## START EXERCISE INPUTS
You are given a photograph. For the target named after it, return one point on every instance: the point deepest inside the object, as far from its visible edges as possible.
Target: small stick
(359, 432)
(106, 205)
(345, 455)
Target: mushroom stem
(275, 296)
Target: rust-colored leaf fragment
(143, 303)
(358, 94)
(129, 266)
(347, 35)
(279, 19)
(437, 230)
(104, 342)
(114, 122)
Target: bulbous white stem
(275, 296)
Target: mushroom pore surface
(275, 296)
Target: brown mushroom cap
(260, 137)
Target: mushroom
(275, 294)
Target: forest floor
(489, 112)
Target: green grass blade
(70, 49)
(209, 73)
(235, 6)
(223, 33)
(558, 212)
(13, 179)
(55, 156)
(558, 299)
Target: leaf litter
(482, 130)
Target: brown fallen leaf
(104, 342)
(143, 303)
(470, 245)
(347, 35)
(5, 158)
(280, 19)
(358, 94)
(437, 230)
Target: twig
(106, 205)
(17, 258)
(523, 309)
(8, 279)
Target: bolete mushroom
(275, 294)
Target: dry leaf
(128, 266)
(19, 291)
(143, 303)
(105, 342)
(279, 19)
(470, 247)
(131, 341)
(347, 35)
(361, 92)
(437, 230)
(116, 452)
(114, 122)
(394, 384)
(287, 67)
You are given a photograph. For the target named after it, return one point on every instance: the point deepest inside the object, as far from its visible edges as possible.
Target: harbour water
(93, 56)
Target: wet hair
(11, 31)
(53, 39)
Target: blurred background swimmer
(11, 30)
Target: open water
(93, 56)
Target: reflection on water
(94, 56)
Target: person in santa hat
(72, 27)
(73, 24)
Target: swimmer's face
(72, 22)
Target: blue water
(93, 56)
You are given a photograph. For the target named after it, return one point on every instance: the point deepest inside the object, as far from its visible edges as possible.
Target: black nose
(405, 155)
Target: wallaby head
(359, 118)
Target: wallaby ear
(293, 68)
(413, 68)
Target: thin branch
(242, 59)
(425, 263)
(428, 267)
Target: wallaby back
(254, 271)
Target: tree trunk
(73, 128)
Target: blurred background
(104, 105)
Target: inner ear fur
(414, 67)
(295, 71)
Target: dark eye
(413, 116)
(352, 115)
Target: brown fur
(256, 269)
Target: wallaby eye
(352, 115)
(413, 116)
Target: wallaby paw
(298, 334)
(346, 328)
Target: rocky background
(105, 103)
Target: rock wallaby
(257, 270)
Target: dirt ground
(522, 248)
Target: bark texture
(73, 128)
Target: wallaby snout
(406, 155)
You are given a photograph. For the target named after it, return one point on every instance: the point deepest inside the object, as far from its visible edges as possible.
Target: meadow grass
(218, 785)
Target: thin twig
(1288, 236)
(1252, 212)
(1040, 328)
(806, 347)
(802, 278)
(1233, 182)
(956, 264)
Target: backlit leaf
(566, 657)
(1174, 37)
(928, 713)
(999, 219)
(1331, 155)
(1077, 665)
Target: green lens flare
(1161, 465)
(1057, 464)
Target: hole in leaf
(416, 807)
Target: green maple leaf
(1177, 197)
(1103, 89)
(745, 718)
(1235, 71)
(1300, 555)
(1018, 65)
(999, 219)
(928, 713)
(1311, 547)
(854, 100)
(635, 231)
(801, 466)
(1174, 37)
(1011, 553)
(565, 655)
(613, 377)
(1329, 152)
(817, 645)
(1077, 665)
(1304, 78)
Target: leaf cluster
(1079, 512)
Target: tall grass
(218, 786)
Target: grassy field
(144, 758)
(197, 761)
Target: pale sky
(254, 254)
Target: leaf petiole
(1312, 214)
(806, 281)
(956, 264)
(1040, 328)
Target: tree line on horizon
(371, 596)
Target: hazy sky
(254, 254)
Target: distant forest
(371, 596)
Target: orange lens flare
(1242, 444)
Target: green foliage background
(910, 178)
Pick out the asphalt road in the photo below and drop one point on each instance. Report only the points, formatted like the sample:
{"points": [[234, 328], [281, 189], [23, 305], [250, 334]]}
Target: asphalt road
## END EXERCISE INPUTS
• OBJECTIVE
Put every line of the records above into a numbered list, leaving out any blank lines.

• OUTPUT FOR THIS TASK
1. You are given a photograph. For the target named after it, return one point on every instance: the point deepest inside the object, as far from its visible edges as possible.
2. Target: small stick
3. (359, 432)
4. (106, 205)
5. (345, 455)
6. Target: mushroom stem
7. (275, 296)
8. Target: rust-colored leaf fragment
9. (143, 303)
10. (358, 94)
11. (129, 266)
12. (347, 35)
13. (279, 19)
14. (437, 230)
15. (104, 342)
16. (114, 122)
17. Target: bulbous white stem
18. (275, 296)
19. Target: mushroom pore surface
20. (275, 296)
21. Target: brown mushroom cap
22. (260, 137)
23. Target: mushroom
24. (275, 294)
25. Target: forest floor
26. (489, 112)
27. Target: green grass blade
28. (70, 49)
29. (209, 73)
30. (235, 6)
31. (223, 33)
32. (558, 212)
33. (13, 179)
34. (55, 156)
35. (558, 299)
36. Target: leaf litter
37. (482, 130)
38. Target: brown fallen leaf
39. (104, 342)
40. (143, 303)
41. (470, 245)
42. (347, 35)
43. (5, 158)
44. (280, 19)
45. (358, 94)
46. (437, 230)
47. Target: twig
48. (106, 205)
49. (17, 258)
50. (523, 309)
51. (8, 279)
52. Target: bolete mushroom
53. (275, 294)
54. Target: dry leaf
55. (128, 266)
56. (19, 291)
57. (143, 303)
58. (105, 342)
59. (279, 19)
60. (470, 247)
61. (131, 341)
62. (347, 35)
63. (361, 92)
64. (437, 230)
65. (116, 452)
66. (114, 122)
67. (394, 384)
68. (287, 67)
69. You are given a photograph. For the target named after it, return one point on every instance: the point deepest inside the object, as far from its visible edges as possible.
70. Target: harbour water
71. (93, 56)
72. Target: wet hair
73. (11, 31)
74. (53, 39)
75. Target: blurred background swimmer
76. (11, 30)
77. Target: open water
78. (93, 56)
79. Target: reflection on water
80. (94, 56)
81. Target: person in santa hat
82. (72, 27)
83. (73, 24)
84. Target: swimmer's face
85. (72, 22)
86. Target: blue water
87. (93, 56)
88. You are given a photograph. For the target named after it, return one point on every instance: the point deepest inside the object, as far from its visible edges as possible.
89. Target: black nose
90. (405, 155)
91. Target: wallaby head
92. (359, 118)
93. Target: wallaby ear
94. (293, 68)
95. (413, 68)
96. Target: thin branch
97. (242, 59)
98. (425, 263)
99. (428, 267)
100. Target: wallaby back
101. (254, 271)
102. Target: tree trunk
103. (73, 128)
104. Target: blurred background
105. (104, 105)
106. Target: inner ear fur
107. (414, 67)
108. (295, 71)
109. Target: dark eye
110. (413, 116)
111. (352, 115)
112. Target: brown fur
113. (256, 269)
114. Target: wallaby eye
115. (352, 115)
116. (413, 116)
117. Target: wallaby paw
118. (298, 334)
119. (346, 328)
120. Target: rocky background
121. (105, 103)
122. Target: rock wallaby
123. (257, 270)
124. Target: dirt ground
125. (522, 248)
126. Target: bark texture
127. (73, 128)
128. Target: wallaby snout
129. (406, 155)
130. You are given a photograph. For the target named after it, return one point on every instance: the point deepest inside the object, as far from its visible edges as possible.
131. Target: meadow grass
132. (218, 785)
133. Target: thin twig
134. (1288, 236)
135. (1252, 212)
136. (1040, 328)
137. (806, 347)
138. (802, 278)
139. (1233, 182)
140. (956, 264)
141. Target: backlit leaf
142. (566, 657)
143. (1174, 37)
144. (928, 713)
145. (999, 219)
146. (1331, 155)
147. (1077, 665)
148. Target: green lens flare
149. (1161, 465)
150. (1057, 464)
151. Target: hole in leaf
152. (416, 807)
153. Target: green maple leaf
154. (1177, 197)
155. (1103, 89)
156. (745, 718)
157. (1235, 71)
158. (1300, 555)
159. (1018, 65)
160. (999, 219)
161. (928, 713)
162. (1311, 547)
163. (854, 100)
164. (635, 231)
165. (801, 466)
166. (1174, 37)
167. (1011, 553)
168. (565, 655)
169. (613, 377)
170. (1329, 152)
171. (817, 645)
172. (1077, 665)
173. (1304, 78)
174. Target: leaf cluster
175. (1079, 512)
176. Target: tall grass
177. (218, 786)
178. Target: grassy field
179. (144, 758)
180. (197, 761)
181. Target: pale sky
182. (254, 254)
183. Target: leaf petiole
184. (1312, 214)
185. (806, 281)
186. (956, 264)
187. (1040, 328)
188. Target: tree line on horizon
189. (371, 596)
190. Target: hazy sky
191. (254, 254)
192. Target: distant forest
193. (371, 596)
194. Target: orange lens flare
195. (1242, 444)
196. Target: green foliage background
197. (910, 178)
198. Pick out the asphalt road in the photo below and drop one point on each instance. Report only the points, formatted like the sample:
199. {"points": [[234, 328], [281, 189], [23, 305], [250, 334]]}
200. Target: asphalt road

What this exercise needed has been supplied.